» **TEXTE**:
==*==

Incontestablement, et malgré l'absence d'une conclusion, l'ouvrage fera date. C'est sans doute, en français, la meilleure synthèse sur le conflit syrien entre 2011 et l'été 2013. Comme tout ouvrage collectif, il est parfois inégal, mais sur les 25 contributions, nombre d'entre elles valent le détour. La première partie, "La fabrication de la guerre civile", qui occupe les deux tiers de l'ensemble, se concentre sur le contexte syrien. C'est sans doute la plus partagée, mais on y trouve d'excellents articles, comme celui sur les ressources sécuritaires du régime, sur les alaouites, en particulier. Globalement, la deuxième partie, plus réduite, est plus efficace, en dépit du manque de place pour certains articles qui réduit les contributions. La remise en perspective de l'impact de la crise au Liban, le rôle de l'Irak ou de la Turquie, la place de l'Iran ou de l'Arabie Saoudite et autres monarchies du Golfe, celle des diasporas, sont remarquablement bien analysées. On aurait peut-être souhaité davantage de place consacrée à l'insurrection armée, qui finalement n'apparaît que dans un seul article, ce qui est peu. Globalement, aussi, la situation militaire est relativement évacuée : il est vrai qu'elle est complexe, que le conflit est encore en cours, mais il y avait à dire, et ce dès le printemps 2013, de nombreux articles ou ressources étaient disponibles. Il est dommage que l'article sur les ressources sécuritaires n'ait pas été prolongé par un autre sur les forces militaires du régime. Les grands absents sont aussi les volontaires étrangers, dans les deux camps, évoqués dans le même article que l'insurrection, mais finalement non abordés en soi. Mis à part ce léger bémol, on ne peut que saluer l'effort accompli, qui aide à mieux cerner les acteurs et les défis de la crise, comme l'annonçait le sous-titre.

Raphaël LEFEVRE, Ashes of Hama. The Muslim Brotherhood in Syria, Hurst&Company, 2013, 273 p.

==*==

» **Données enregistrées**:
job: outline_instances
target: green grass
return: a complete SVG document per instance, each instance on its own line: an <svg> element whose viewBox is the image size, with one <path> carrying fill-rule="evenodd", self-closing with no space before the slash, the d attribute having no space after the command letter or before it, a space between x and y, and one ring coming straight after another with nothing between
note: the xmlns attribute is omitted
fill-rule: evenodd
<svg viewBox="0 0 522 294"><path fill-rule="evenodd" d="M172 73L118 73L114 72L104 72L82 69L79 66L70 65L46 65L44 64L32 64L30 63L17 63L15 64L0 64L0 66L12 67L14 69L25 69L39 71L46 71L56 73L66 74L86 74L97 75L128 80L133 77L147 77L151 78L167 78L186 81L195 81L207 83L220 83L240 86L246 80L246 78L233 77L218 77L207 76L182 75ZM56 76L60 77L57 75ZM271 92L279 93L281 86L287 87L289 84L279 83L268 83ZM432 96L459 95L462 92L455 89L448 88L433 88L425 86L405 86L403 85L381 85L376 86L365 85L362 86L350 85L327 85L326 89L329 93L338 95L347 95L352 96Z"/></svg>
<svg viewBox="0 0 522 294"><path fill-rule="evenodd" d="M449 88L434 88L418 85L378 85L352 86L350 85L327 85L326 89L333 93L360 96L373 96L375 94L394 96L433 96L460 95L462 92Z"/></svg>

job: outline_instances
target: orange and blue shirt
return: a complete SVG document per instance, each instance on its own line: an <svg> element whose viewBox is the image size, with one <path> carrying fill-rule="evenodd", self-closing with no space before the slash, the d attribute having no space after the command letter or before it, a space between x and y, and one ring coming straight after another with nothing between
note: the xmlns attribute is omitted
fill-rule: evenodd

==*==

» **TÂCHES À RÉALISER**:
1/ D'après le texte, combien de contributions l'ouvrage collectif sur le conflit syrien réunit-il ?
2/ Indiquez si chacune des affirmations suivantes est conforme au texte, en citant mot pour mot le passage qui tranche.
(a) La première partie de l'ouvrage en occupe les deux tiers.
(b) L'insurrection armée est traitée dans plusieurs articles.
(c) L'ouvrage se clôt par une conclusion.
3/ Poursuivez le texte, qui rend compte d'ouvrages sur la Syrie, à partir de l'endroit où il s'arrête.

» **RÉSULTATS**:
1/ L'ouvrage réunit 25 contributions.

2/
(a) Oui : « qui occupe les deux tiers de l'ensemble ».
(b) Non : « qui finalement n'apparaît que dans un seul article ».
(c) Non : « malgré l'absence d'une conclusion ».

3/
Raphaël Lefèvre travaille au King's College de l'université de Cambridge pour sa thèse ; il s'est spécialisé sur le mouvement islamique syrien. Comme il le rappelle dans le prologue, beaucoup d'observateurs ne pensaient pas, au départ, que le printemps arabe puisse gagner la Syrie, régie par les "Hama rules" : un renvoi au massacre de Hama, en 1982, où le régime d'Hafez el-Assad n'avait pas hésité à écraser dans le sang une rébellion islamiste. Or, en réalité, le souvenir meurtri de cet événement a alimenté la contestation au régime après les premiers incidents à Deraa, en mars 2011. Le siège de Homs, en février 2012, a rappelé à beaucoup de Syriens le massacre tragique de Hama. Il y a donc un contentieux à régler entre les sunnites et le régime. Mais celui-ci, tout comme les autres minorités, est également marqué par la mémoire des événements de Hama. Les Alaouites craignent un retour de l'insécurité des années 1979 et 1982 et le régime instrumentalise la menace supposée des Frères Musulmans pour sa propagande. Il a souvent agité l'épouvantail des Frères Musulmans et a continué de le faire pendant la guerre civile. Pourtant, on connaît fort peu de choses, en particulier en Occident, sur les Frères Musulmans syriens. C'est ce vide que se propose de combler R. Lefèvre, qui est parti interroger les Frères Musulmans syriens eux-mêmes, tout en recoupant bien sûr ces interviews avec d'autres sources des plus fiables, et jusqu'aux documents capturés au moment de la mort d'Oussama Ben Laden. Il a eu accès aux mémoires d'importants membres du djihad syrien -notamment Abou Musab al-Suri. Le livre propose une approche chronologique, en quatre parties.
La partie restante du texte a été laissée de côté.